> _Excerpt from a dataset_
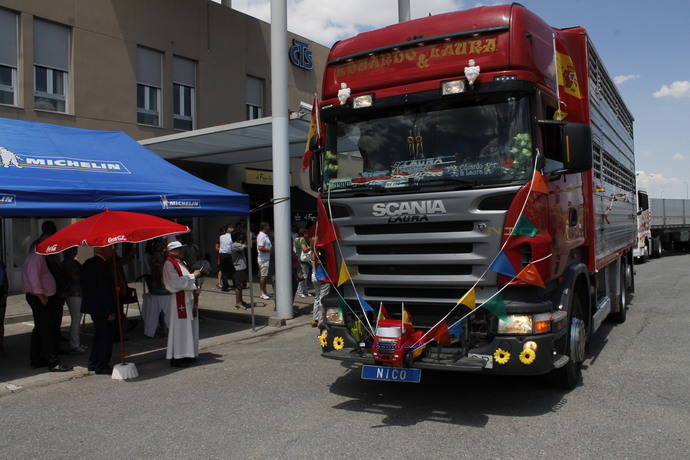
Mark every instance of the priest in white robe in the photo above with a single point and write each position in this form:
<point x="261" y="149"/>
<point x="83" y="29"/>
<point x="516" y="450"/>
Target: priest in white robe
<point x="183" y="331"/>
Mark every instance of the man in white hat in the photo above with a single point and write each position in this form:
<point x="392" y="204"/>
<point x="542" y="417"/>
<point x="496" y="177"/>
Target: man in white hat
<point x="183" y="334"/>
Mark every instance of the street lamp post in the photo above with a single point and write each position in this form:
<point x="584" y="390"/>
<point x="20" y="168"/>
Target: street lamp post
<point x="281" y="159"/>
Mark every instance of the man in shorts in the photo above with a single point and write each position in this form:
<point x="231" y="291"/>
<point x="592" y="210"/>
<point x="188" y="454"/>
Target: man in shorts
<point x="263" y="246"/>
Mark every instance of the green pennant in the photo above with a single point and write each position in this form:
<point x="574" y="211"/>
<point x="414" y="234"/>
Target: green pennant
<point x="357" y="331"/>
<point x="524" y="227"/>
<point x="497" y="307"/>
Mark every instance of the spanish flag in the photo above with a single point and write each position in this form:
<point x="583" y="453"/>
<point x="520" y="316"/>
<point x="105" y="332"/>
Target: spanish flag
<point x="314" y="136"/>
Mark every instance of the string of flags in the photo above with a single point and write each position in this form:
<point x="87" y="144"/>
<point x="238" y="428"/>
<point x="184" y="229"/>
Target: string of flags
<point x="449" y="329"/>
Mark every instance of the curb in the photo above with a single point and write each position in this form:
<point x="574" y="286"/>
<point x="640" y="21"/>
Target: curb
<point x="47" y="378"/>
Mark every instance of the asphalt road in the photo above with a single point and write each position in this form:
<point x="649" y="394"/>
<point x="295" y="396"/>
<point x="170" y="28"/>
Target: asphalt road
<point x="274" y="397"/>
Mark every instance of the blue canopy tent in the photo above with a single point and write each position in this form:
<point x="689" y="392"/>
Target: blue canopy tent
<point x="55" y="171"/>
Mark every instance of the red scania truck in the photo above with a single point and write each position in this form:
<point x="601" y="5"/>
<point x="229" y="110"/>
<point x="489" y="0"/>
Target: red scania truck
<point x="433" y="129"/>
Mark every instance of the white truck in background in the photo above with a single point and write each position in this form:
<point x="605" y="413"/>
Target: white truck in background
<point x="663" y="224"/>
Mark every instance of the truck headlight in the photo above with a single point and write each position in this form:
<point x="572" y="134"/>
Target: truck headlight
<point x="335" y="316"/>
<point x="452" y="87"/>
<point x="526" y="324"/>
<point x="363" y="101"/>
<point x="516" y="324"/>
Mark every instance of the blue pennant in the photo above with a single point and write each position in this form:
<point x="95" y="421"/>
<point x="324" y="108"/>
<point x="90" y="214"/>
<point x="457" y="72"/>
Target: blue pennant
<point x="365" y="306"/>
<point x="502" y="265"/>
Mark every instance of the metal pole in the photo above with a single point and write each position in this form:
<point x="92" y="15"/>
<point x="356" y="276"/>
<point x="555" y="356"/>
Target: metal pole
<point x="403" y="10"/>
<point x="281" y="160"/>
<point x="250" y="269"/>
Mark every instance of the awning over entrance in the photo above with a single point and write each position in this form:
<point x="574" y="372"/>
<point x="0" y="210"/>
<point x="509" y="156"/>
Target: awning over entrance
<point x="242" y="142"/>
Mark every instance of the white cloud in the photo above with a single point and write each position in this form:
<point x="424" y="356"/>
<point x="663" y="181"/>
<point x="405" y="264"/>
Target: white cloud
<point x="326" y="21"/>
<point x="618" y="79"/>
<point x="675" y="89"/>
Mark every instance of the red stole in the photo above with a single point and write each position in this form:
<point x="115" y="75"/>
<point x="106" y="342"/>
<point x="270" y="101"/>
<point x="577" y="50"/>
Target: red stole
<point x="179" y="295"/>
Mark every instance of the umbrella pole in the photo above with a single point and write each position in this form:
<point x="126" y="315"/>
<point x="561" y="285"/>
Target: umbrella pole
<point x="117" y="308"/>
<point x="249" y="268"/>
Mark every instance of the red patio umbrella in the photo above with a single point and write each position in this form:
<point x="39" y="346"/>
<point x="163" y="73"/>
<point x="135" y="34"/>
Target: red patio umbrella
<point x="108" y="228"/>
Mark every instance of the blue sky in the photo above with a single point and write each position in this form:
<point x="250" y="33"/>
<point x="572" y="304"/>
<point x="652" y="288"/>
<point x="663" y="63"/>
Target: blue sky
<point x="646" y="44"/>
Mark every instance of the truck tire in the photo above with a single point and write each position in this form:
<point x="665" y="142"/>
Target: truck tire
<point x="656" y="248"/>
<point x="623" y="295"/>
<point x="570" y="375"/>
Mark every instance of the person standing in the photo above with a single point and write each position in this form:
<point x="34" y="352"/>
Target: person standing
<point x="98" y="300"/>
<point x="72" y="269"/>
<point x="263" y="246"/>
<point x="4" y="288"/>
<point x="42" y="297"/>
<point x="239" y="277"/>
<point x="226" y="267"/>
<point x="303" y="251"/>
<point x="322" y="286"/>
<point x="183" y="333"/>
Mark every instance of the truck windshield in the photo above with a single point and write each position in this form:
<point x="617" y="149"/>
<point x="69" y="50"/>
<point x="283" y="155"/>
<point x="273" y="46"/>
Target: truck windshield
<point x="484" y="143"/>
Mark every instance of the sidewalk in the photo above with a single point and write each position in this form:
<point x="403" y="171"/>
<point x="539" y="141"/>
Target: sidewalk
<point x="219" y="323"/>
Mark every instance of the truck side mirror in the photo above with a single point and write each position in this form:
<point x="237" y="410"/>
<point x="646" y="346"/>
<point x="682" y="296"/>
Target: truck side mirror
<point x="567" y="146"/>
<point x="315" y="175"/>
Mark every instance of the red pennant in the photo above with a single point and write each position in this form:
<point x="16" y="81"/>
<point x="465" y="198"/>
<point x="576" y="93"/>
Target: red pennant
<point x="538" y="184"/>
<point x="531" y="275"/>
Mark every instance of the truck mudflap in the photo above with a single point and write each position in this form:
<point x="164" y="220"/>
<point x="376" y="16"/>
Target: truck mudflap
<point x="502" y="356"/>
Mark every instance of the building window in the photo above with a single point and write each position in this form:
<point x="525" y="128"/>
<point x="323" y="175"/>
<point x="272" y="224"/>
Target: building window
<point x="149" y="71"/>
<point x="8" y="57"/>
<point x="184" y="85"/>
<point x="254" y="95"/>
<point x="51" y="66"/>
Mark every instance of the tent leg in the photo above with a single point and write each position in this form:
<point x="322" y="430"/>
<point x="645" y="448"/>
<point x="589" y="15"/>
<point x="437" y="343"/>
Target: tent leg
<point x="249" y="268"/>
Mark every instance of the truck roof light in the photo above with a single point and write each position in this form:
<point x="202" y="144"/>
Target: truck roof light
<point x="363" y="101"/>
<point x="452" y="87"/>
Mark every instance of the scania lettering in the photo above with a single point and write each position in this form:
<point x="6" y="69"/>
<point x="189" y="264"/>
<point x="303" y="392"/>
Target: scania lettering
<point x="435" y="131"/>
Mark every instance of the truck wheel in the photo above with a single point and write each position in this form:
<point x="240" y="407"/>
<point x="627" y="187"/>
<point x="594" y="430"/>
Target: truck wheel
<point x="572" y="345"/>
<point x="656" y="248"/>
<point x="623" y="299"/>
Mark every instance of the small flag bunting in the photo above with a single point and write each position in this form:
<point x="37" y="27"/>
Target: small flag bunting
<point x="524" y="227"/>
<point x="496" y="306"/>
<point x="365" y="306"/>
<point x="344" y="274"/>
<point x="531" y="275"/>
<point x="502" y="265"/>
<point x="469" y="300"/>
<point x="538" y="184"/>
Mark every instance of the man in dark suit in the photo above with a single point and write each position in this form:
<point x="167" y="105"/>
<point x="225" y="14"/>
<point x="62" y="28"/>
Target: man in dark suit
<point x="98" y="299"/>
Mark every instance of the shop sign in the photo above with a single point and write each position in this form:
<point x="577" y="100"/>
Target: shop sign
<point x="300" y="55"/>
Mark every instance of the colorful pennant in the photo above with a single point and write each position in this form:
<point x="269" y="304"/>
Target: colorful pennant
<point x="469" y="300"/>
<point x="502" y="265"/>
<point x="531" y="275"/>
<point x="538" y="184"/>
<point x="365" y="306"/>
<point x="496" y="306"/>
<point x="344" y="274"/>
<point x="524" y="227"/>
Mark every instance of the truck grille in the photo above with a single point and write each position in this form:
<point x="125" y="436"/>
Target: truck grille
<point x="387" y="249"/>
<point x="423" y="270"/>
<point x="419" y="227"/>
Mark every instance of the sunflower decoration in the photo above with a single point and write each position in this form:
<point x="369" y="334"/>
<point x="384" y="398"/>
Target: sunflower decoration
<point x="338" y="343"/>
<point x="323" y="338"/>
<point x="527" y="356"/>
<point x="501" y="356"/>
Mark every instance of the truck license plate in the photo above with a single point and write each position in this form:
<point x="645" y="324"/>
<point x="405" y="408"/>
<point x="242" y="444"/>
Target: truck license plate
<point x="392" y="374"/>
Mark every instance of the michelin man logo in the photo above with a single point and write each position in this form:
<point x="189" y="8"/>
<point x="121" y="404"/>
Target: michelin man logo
<point x="9" y="158"/>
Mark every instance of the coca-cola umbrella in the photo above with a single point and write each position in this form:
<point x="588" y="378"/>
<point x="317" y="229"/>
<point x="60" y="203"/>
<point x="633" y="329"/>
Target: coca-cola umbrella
<point x="105" y="229"/>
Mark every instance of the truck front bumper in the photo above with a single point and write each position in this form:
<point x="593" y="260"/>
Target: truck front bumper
<point x="481" y="359"/>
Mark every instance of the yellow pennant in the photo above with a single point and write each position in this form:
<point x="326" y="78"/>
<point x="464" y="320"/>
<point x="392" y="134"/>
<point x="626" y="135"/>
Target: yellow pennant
<point x="344" y="275"/>
<point x="469" y="300"/>
<point x="567" y="76"/>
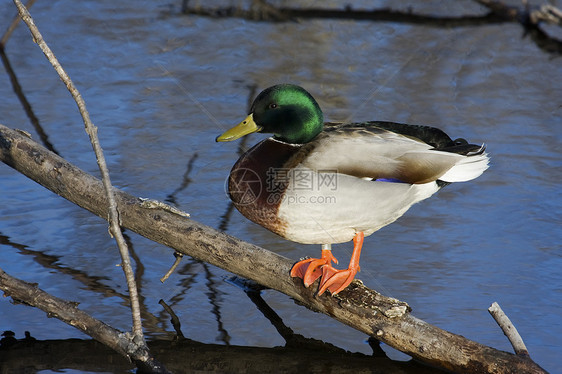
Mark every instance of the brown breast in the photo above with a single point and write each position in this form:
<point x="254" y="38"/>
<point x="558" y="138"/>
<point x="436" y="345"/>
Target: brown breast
<point x="256" y="184"/>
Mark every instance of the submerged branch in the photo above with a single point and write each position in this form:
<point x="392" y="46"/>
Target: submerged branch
<point x="123" y="343"/>
<point x="92" y="132"/>
<point x="386" y="319"/>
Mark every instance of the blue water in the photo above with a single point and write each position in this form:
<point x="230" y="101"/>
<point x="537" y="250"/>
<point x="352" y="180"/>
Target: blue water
<point x="161" y="86"/>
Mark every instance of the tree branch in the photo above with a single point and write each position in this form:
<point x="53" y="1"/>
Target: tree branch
<point x="92" y="130"/>
<point x="386" y="319"/>
<point x="508" y="329"/>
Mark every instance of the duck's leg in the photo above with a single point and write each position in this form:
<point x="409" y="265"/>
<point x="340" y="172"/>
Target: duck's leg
<point x="311" y="269"/>
<point x="336" y="280"/>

> _What you need to do_
Take the line in which "Mark every instance of the tree" occurs and each subsequent line through the end; give these lines again without alteration.

> _Solution to this problem_
Mark every instance of the tree branch in the photo above with a single point and write each position in this form:
<point x="53" y="1"/>
Target: tree branch
<point x="92" y="130"/>
<point x="386" y="319"/>
<point x="508" y="329"/>
Mark every instance of the duck's leg in the photo above with a single point and write each position in this form:
<point x="409" y="265"/>
<point x="340" y="172"/>
Target: duck's leg
<point x="311" y="269"/>
<point x="336" y="280"/>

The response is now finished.